Prof. He Ping from Renmin University of China explained China’s traditional land property rights and contemporary land issues from a financial perspective. He stated that there were two financial functions supported by land property rights for farmers: firstly, improving agricultural technological and organizational models to raise agricultural output; secondly, human capital input for farmers’ engagement in non-agricultural industries. The “bundle of land property rights” mainly includes land ownership and rights to use, dispose of and benefit from land. Of these rights, land ownership and land use right (management right) are basic conditions to guarantee such financial functions. The financial attribute of traditional Chinese land was embodied in financing that aimed at improvement in land-based management technology and organization. In the traditional period when land was considered physical assets and served as the last line of defense against various management risks, the financial attribute of land showed up only when bid-ask spreads on land were used to complement normal operation, but not when landholders went bankruptcy.

- Set task a -
Rewrite the listing from the line containing "Question. The picture above shows the white metal" through the end of the listing, inclusive, as a Markdown table with columns Row and Line, giving each row a number and leaving out blank lines.

- Raw records -

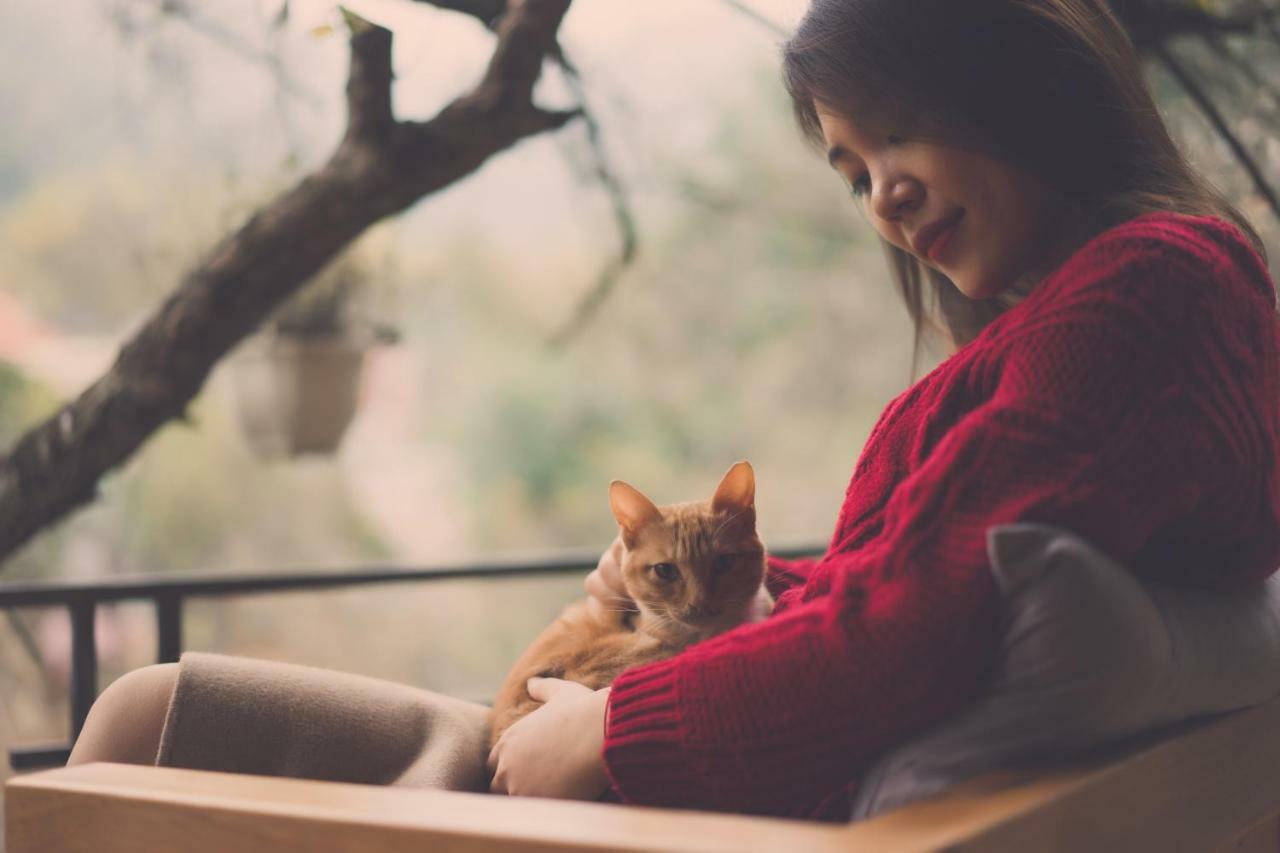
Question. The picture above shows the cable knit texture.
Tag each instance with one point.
(1133, 398)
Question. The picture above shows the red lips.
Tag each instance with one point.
(924, 238)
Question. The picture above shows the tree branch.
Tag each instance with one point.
(1150, 23)
(369, 83)
(55, 466)
(608, 277)
(1215, 118)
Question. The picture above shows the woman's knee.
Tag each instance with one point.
(126, 721)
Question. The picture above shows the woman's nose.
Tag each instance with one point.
(891, 197)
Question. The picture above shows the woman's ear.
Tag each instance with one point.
(631, 509)
(736, 492)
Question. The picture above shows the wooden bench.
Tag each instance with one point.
(1212, 785)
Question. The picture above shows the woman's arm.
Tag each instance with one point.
(782, 716)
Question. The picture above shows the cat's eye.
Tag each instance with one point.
(666, 570)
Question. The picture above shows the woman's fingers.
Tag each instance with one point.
(606, 583)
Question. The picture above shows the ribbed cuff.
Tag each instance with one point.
(643, 744)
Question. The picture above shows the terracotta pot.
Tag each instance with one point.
(297, 395)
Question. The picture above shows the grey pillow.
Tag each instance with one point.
(1089, 656)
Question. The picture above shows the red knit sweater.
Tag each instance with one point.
(1133, 398)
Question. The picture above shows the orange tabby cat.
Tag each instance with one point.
(693, 570)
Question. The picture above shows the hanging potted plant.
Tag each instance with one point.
(297, 382)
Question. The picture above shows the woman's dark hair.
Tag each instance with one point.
(1051, 86)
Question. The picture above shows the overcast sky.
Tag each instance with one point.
(88, 85)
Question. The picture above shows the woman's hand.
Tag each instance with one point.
(604, 584)
(556, 749)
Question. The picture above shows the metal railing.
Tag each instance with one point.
(168, 596)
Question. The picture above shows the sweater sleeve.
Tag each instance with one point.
(781, 717)
(784, 575)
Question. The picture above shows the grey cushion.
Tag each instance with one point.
(1091, 655)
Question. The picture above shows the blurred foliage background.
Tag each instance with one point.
(758, 320)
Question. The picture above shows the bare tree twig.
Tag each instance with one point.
(181, 12)
(1215, 118)
(744, 9)
(622, 217)
(380, 168)
(1220, 49)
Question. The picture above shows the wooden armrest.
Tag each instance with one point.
(1193, 789)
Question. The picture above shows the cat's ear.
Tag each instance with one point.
(736, 492)
(631, 509)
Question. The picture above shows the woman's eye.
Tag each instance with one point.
(666, 570)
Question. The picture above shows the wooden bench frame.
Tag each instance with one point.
(1210, 785)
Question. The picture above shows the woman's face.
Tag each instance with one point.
(999, 224)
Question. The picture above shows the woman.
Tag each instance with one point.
(1115, 372)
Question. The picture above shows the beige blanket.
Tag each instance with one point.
(254, 716)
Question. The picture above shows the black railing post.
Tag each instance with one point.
(169, 628)
(83, 661)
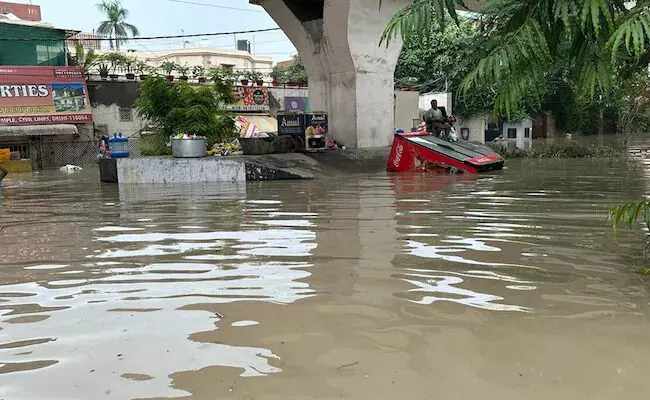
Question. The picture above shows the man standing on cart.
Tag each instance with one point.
(436, 120)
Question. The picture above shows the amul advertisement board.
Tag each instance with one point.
(43, 95)
(250, 98)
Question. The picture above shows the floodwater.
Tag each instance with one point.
(505, 286)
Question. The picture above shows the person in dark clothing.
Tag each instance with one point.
(436, 119)
(3, 172)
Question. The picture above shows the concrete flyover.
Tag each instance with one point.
(350, 75)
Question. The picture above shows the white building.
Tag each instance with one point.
(198, 56)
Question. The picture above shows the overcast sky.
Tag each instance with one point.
(172, 17)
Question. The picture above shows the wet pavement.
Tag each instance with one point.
(504, 286)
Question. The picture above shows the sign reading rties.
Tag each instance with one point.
(24, 91)
(250, 99)
(43, 95)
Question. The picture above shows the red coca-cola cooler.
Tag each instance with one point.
(421, 151)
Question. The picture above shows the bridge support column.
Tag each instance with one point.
(350, 75)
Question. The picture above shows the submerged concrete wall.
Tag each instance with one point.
(176, 170)
(350, 75)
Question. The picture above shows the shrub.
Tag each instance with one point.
(184, 108)
(154, 145)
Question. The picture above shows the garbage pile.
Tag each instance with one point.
(226, 149)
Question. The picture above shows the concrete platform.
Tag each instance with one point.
(17, 166)
(287, 166)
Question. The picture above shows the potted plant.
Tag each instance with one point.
(169, 67)
(254, 76)
(115, 60)
(183, 70)
(199, 73)
(130, 66)
(103, 69)
(142, 68)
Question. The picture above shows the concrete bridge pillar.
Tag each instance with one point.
(350, 76)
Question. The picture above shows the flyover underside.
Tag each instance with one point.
(350, 75)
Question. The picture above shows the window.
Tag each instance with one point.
(126, 114)
(101, 130)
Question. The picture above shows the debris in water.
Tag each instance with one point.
(71, 168)
(339, 369)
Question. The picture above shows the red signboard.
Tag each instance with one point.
(27, 12)
(43, 95)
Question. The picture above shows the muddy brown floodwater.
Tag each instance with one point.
(505, 286)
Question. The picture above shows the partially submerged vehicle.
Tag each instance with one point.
(423, 151)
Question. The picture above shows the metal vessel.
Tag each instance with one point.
(188, 148)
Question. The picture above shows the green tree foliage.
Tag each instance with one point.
(295, 72)
(630, 213)
(115, 25)
(184, 108)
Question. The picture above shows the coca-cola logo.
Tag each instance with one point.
(24, 91)
(290, 123)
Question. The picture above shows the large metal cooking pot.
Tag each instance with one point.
(188, 148)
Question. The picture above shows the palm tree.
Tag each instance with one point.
(115, 25)
(602, 40)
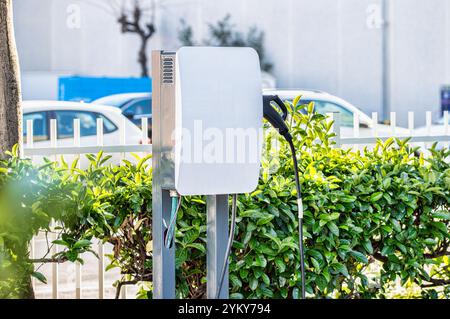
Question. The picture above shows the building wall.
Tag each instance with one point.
(332, 45)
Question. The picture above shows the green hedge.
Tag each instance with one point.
(372, 217)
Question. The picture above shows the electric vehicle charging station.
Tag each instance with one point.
(212, 92)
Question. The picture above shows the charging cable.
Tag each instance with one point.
(230, 243)
(170, 234)
(278, 122)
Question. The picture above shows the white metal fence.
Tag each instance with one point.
(29, 150)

- Set task b -
Extend the passage on China's land property rights, picking up right after its last sentence.

- Final answer a -
| Row | Line |
|---|---|
| 1 | Question. The picture above shows the white metal fence. |
| 2 | Tag each instance with one point. |
| 3 | (29, 150) |

- Final answer b -
Prof. Guan Yongqiang from Nankai University reviewed and sorted out the studies on allocation of land property rights in modern China in his speech. Allocation of land property rights in modern China has been concerned by the Chinese government and scholars at home and abroad as it has a significant theoretical research value and is closely tied to a number of practical problems. He probed into the characteristics of such studies in three stages, namely during the Republic of China period, in the 1950s-1980s and after the 1980s, and reviewed main investigations and findings by domestic and overseas scholars on this issue over the past century. Based on the social context of these studies and investigations, Prof. Guan investigated into characteristics of such allocation in that specific era; analyzed and remarked on these studies in terms of the reliability of relevant data and other respects; and on this basis, commented on the general condition of allocation of land property rights in modern China and made a new interpretation of the economic significance of the Agrarian Revolution from the perspective of economic order.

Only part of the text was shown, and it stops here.